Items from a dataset
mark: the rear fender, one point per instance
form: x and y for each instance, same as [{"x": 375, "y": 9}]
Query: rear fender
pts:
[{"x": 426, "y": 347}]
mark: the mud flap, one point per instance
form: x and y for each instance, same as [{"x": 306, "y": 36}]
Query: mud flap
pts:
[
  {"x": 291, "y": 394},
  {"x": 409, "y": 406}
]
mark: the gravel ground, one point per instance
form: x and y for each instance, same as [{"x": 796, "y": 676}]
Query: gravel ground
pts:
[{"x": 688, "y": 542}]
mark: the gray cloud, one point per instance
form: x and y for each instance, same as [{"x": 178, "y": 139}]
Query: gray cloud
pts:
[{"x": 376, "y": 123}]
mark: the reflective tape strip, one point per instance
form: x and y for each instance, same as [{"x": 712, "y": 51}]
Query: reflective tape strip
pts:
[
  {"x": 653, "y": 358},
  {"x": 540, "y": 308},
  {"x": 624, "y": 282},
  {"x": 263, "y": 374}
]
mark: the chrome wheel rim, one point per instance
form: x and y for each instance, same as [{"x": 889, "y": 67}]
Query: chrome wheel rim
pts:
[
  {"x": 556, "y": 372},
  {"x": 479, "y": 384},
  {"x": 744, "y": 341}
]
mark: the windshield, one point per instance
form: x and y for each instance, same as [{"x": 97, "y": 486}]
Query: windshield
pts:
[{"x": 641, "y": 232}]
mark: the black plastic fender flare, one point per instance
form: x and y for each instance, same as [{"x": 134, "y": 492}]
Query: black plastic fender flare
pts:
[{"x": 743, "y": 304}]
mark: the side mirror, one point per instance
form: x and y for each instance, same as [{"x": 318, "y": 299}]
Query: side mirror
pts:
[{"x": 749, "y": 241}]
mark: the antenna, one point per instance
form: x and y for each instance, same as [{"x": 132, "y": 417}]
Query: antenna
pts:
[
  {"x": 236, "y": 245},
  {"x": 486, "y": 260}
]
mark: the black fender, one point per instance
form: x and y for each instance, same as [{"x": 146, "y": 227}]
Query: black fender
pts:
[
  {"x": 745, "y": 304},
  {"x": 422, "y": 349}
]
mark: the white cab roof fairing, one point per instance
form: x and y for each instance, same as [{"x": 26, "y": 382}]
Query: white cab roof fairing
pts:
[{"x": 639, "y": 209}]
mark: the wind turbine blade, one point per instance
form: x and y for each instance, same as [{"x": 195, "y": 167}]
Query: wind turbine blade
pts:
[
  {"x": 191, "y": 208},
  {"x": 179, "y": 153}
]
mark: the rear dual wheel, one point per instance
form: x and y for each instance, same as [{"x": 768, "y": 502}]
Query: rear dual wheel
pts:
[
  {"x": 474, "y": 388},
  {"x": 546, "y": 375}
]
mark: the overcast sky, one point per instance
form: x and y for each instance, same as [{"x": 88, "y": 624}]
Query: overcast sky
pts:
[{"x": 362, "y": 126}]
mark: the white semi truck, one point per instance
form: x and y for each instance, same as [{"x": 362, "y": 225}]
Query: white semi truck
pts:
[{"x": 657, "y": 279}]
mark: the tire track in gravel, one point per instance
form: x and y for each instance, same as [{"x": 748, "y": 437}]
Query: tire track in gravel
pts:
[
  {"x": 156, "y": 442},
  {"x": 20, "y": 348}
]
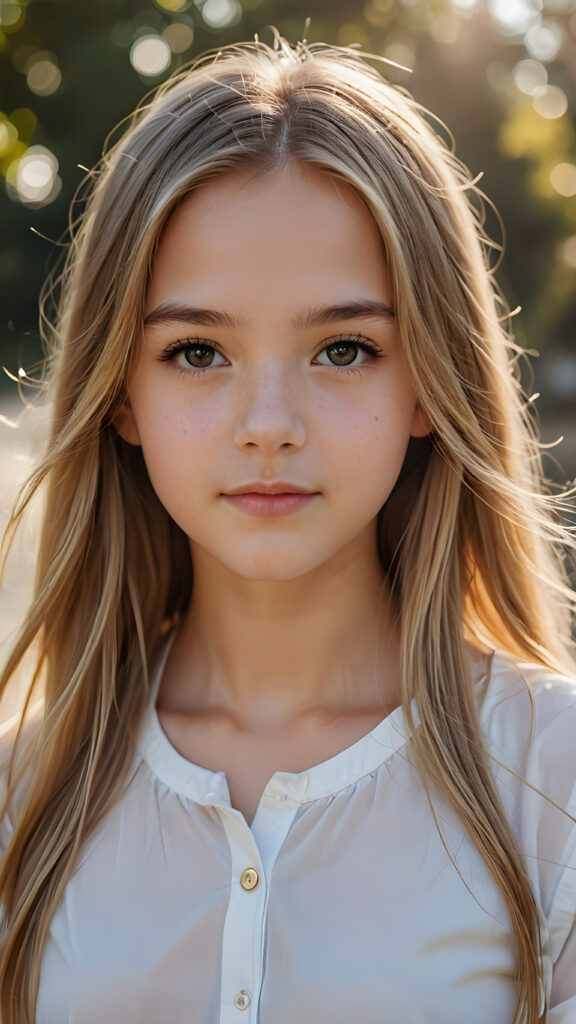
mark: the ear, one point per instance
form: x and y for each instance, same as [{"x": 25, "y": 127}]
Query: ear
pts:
[
  {"x": 126, "y": 425},
  {"x": 420, "y": 423}
]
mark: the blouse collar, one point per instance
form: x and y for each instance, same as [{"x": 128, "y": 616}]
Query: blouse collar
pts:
[{"x": 206, "y": 786}]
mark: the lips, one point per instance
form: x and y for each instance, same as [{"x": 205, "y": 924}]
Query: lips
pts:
[{"x": 277, "y": 487}]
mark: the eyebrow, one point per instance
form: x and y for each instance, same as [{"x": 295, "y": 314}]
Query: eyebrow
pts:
[{"x": 169, "y": 312}]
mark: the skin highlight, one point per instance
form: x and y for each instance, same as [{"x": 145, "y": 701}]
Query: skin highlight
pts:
[{"x": 289, "y": 614}]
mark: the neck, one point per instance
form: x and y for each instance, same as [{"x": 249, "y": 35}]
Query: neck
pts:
[{"x": 268, "y": 651}]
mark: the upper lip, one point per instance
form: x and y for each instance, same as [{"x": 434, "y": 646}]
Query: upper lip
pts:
[{"x": 276, "y": 487}]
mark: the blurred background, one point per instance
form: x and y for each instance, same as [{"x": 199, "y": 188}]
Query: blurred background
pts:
[{"x": 500, "y": 73}]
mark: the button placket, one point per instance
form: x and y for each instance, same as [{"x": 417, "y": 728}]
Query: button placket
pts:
[{"x": 242, "y": 953}]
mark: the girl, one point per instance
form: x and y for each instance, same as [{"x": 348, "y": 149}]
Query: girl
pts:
[{"x": 301, "y": 629}]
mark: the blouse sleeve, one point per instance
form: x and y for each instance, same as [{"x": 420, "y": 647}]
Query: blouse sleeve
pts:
[{"x": 563, "y": 936}]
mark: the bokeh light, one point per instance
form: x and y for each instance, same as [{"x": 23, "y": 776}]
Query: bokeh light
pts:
[
  {"x": 530, "y": 77},
  {"x": 221, "y": 13},
  {"x": 43, "y": 76},
  {"x": 11, "y": 16},
  {"x": 543, "y": 41},
  {"x": 174, "y": 6},
  {"x": 151, "y": 55},
  {"x": 34, "y": 178},
  {"x": 550, "y": 102},
  {"x": 563, "y": 179},
  {"x": 178, "y": 36},
  {"x": 8, "y": 136},
  {"x": 515, "y": 16}
]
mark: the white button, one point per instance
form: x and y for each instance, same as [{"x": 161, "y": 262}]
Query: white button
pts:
[{"x": 242, "y": 999}]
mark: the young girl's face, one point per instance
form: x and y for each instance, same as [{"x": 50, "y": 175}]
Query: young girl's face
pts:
[{"x": 274, "y": 384}]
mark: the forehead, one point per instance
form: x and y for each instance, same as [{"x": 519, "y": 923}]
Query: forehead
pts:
[{"x": 274, "y": 238}]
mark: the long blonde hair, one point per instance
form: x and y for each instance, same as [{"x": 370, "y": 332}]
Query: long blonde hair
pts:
[{"x": 468, "y": 537}]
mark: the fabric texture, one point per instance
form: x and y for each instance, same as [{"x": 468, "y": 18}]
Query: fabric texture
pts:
[{"x": 359, "y": 913}]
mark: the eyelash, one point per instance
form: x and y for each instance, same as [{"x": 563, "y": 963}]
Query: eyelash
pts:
[{"x": 184, "y": 343}]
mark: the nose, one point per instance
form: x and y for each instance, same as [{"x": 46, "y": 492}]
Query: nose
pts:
[{"x": 270, "y": 415}]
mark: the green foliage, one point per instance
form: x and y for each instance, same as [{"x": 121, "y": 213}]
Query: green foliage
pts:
[{"x": 68, "y": 77}]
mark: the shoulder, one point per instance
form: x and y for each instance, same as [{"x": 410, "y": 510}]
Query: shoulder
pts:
[{"x": 528, "y": 717}]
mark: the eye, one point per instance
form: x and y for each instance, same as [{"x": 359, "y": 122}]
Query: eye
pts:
[
  {"x": 343, "y": 351},
  {"x": 190, "y": 353}
]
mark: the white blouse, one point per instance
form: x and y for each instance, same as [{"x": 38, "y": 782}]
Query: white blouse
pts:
[{"x": 338, "y": 904}]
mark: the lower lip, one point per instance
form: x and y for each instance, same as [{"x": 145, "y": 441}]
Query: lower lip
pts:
[{"x": 271, "y": 505}]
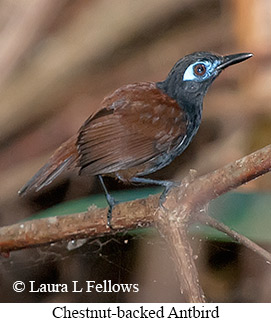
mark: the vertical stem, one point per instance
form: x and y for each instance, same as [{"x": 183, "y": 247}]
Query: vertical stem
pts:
[{"x": 175, "y": 233}]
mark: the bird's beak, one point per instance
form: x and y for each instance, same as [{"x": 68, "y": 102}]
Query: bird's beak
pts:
[{"x": 233, "y": 59}]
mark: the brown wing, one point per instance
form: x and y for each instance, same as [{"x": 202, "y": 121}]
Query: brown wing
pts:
[{"x": 135, "y": 124}]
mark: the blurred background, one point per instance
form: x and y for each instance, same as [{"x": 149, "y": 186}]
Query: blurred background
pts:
[{"x": 58, "y": 60}]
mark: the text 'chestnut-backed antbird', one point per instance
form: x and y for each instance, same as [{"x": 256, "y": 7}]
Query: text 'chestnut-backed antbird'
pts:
[{"x": 140, "y": 127}]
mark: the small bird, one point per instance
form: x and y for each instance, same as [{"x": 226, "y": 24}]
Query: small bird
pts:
[{"x": 140, "y": 128}]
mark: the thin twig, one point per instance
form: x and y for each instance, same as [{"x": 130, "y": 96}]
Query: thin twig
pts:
[{"x": 182, "y": 203}]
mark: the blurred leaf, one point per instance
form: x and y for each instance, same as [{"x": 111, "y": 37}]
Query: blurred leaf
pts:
[{"x": 246, "y": 213}]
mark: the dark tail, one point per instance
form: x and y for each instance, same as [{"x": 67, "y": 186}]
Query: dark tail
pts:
[{"x": 64, "y": 158}]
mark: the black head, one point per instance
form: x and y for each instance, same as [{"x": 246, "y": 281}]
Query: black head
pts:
[{"x": 191, "y": 76}]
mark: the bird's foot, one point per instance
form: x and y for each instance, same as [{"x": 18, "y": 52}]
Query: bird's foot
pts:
[{"x": 168, "y": 185}]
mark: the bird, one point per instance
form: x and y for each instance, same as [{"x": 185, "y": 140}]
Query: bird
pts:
[{"x": 139, "y": 128}]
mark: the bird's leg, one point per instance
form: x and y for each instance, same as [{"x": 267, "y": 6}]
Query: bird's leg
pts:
[
  {"x": 110, "y": 200},
  {"x": 167, "y": 186}
]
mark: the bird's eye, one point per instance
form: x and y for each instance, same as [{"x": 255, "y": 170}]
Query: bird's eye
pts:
[{"x": 199, "y": 69}]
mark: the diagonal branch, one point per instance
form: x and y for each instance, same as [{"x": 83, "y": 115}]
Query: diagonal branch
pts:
[{"x": 182, "y": 207}]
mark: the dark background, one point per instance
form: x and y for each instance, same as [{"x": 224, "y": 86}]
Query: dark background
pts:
[{"x": 58, "y": 59}]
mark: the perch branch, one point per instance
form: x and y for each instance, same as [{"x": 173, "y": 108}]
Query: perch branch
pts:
[{"x": 182, "y": 206}]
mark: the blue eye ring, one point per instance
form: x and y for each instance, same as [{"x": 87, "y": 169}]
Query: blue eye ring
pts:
[{"x": 199, "y": 69}]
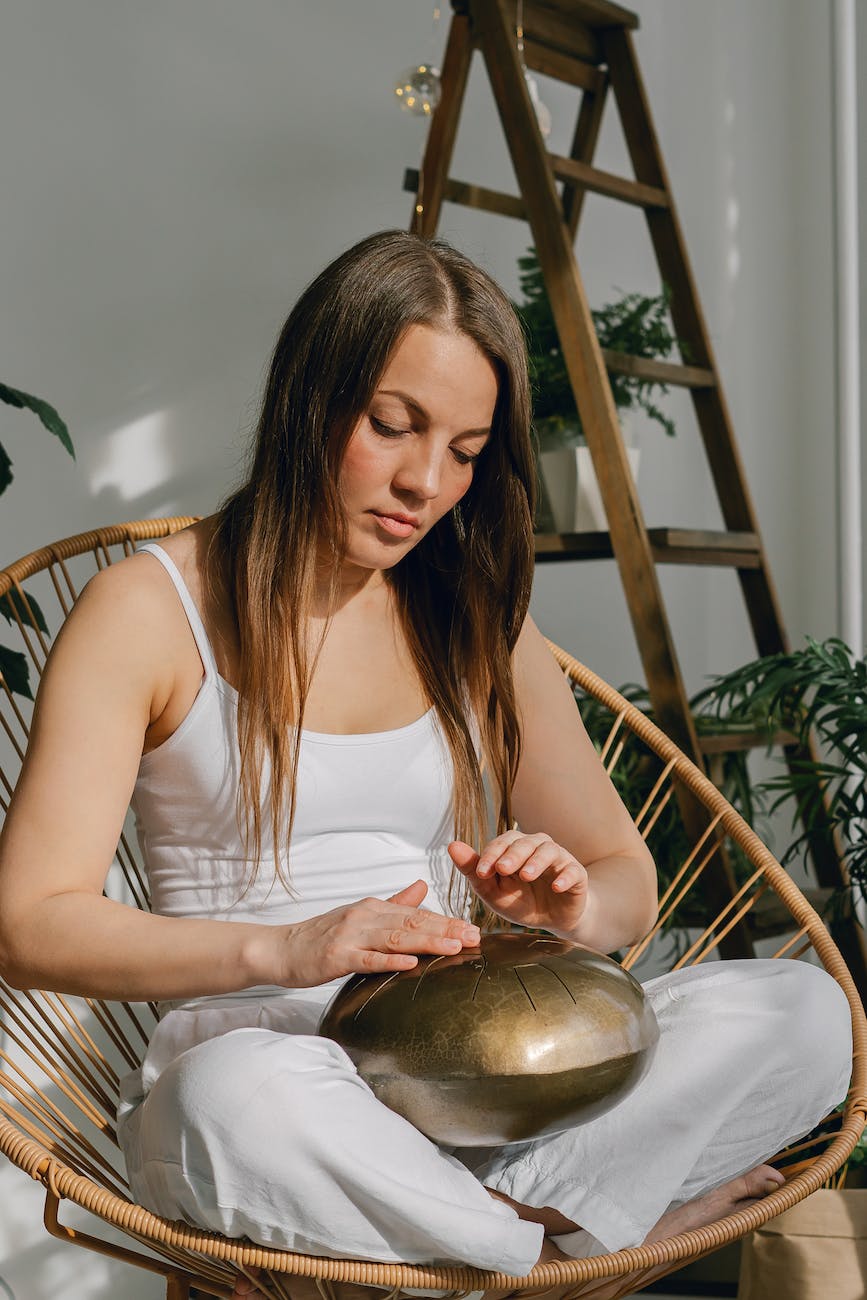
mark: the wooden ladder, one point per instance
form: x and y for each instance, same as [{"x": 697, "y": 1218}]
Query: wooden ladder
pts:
[{"x": 589, "y": 44}]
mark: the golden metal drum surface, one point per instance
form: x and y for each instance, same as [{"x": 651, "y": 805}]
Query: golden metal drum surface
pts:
[{"x": 521, "y": 1036}]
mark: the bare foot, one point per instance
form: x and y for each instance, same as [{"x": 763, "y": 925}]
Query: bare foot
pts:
[{"x": 714, "y": 1205}]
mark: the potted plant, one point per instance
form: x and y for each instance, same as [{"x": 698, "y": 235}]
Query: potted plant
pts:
[
  {"x": 636, "y": 324},
  {"x": 13, "y": 664},
  {"x": 819, "y": 690}
]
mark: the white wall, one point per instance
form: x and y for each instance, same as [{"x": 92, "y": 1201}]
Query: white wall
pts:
[{"x": 176, "y": 172}]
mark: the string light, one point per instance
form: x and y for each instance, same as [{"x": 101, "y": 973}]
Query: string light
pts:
[
  {"x": 417, "y": 89},
  {"x": 542, "y": 111}
]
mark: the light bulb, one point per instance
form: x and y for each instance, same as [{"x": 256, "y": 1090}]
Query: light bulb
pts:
[{"x": 417, "y": 90}]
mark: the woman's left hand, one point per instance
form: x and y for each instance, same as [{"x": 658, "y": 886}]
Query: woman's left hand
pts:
[{"x": 527, "y": 879}]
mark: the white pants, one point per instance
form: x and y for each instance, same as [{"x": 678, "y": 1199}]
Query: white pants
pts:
[{"x": 276, "y": 1138}]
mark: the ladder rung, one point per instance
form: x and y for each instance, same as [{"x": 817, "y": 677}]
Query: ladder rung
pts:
[
  {"x": 660, "y": 372},
  {"x": 573, "y": 72},
  {"x": 472, "y": 196},
  {"x": 733, "y": 742},
  {"x": 594, "y": 13},
  {"x": 606, "y": 182},
  {"x": 702, "y": 546},
  {"x": 562, "y": 33},
  {"x": 668, "y": 546}
]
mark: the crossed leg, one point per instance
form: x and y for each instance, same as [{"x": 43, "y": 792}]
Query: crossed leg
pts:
[{"x": 706, "y": 1209}]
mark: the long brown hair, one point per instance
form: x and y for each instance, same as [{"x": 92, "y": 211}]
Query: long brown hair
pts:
[{"x": 462, "y": 592}]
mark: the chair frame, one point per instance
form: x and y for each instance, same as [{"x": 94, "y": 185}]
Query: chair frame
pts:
[{"x": 31, "y": 1129}]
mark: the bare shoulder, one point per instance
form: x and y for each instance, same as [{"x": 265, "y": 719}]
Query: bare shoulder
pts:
[
  {"x": 533, "y": 662},
  {"x": 128, "y": 625}
]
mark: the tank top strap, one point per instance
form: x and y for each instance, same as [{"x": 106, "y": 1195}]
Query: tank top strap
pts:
[{"x": 190, "y": 609}]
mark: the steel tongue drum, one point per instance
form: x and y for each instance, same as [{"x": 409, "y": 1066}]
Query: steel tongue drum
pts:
[{"x": 515, "y": 1039}]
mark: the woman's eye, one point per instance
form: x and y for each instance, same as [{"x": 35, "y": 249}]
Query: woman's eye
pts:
[{"x": 388, "y": 430}]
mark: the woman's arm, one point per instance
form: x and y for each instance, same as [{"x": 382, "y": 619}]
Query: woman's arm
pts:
[
  {"x": 577, "y": 866},
  {"x": 108, "y": 679}
]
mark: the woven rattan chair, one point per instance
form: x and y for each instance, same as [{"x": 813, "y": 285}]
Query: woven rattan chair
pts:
[{"x": 61, "y": 1057}]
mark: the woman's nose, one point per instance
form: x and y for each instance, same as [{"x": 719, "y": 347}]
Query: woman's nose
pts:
[{"x": 420, "y": 471}]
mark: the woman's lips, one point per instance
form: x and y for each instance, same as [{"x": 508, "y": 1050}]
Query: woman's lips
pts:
[{"x": 397, "y": 525}]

# Exercise
Copy the lines above exactly, starting with the line that contains "mark: the tank" and continuing through the end of the items, both ends included.

# Written response
mark: the tank top strap, one point per instance
form: x and y for each instance, same as [{"x": 106, "y": 1195}]
Query: tank top strap
pts:
[{"x": 190, "y": 609}]
mark: the steel tongue drum, one point per instance
form: x and y for each instance, same as [{"x": 409, "y": 1066}]
Query: steel tongue drum
pts:
[{"x": 515, "y": 1039}]
mark: the woman's eye, one point per instance
form: x and y for each instance, same as [{"x": 35, "y": 249}]
Query: woman's eye
pts:
[{"x": 388, "y": 430}]
mark: the woman's arm, one point per instance
form: x and y for each instance, same as [{"x": 382, "y": 619}]
Query: woman's arm
pts:
[
  {"x": 577, "y": 866},
  {"x": 108, "y": 679}
]
mark: the woven rattan chair, one point per instance
form: x and y for each instance, same as [{"x": 813, "y": 285}]
Query: woven rattan chair
pts:
[{"x": 61, "y": 1057}]
mark: the woman's nose, one point per instance
form: x and y for each instance, same as [{"x": 719, "y": 347}]
Query: woman's nose
pts:
[{"x": 420, "y": 471}]
mark: the woman's lips, one point per instance
form: x and y for each instance, same as [{"x": 508, "y": 1050}]
Query: woman's lips
pts:
[{"x": 397, "y": 525}]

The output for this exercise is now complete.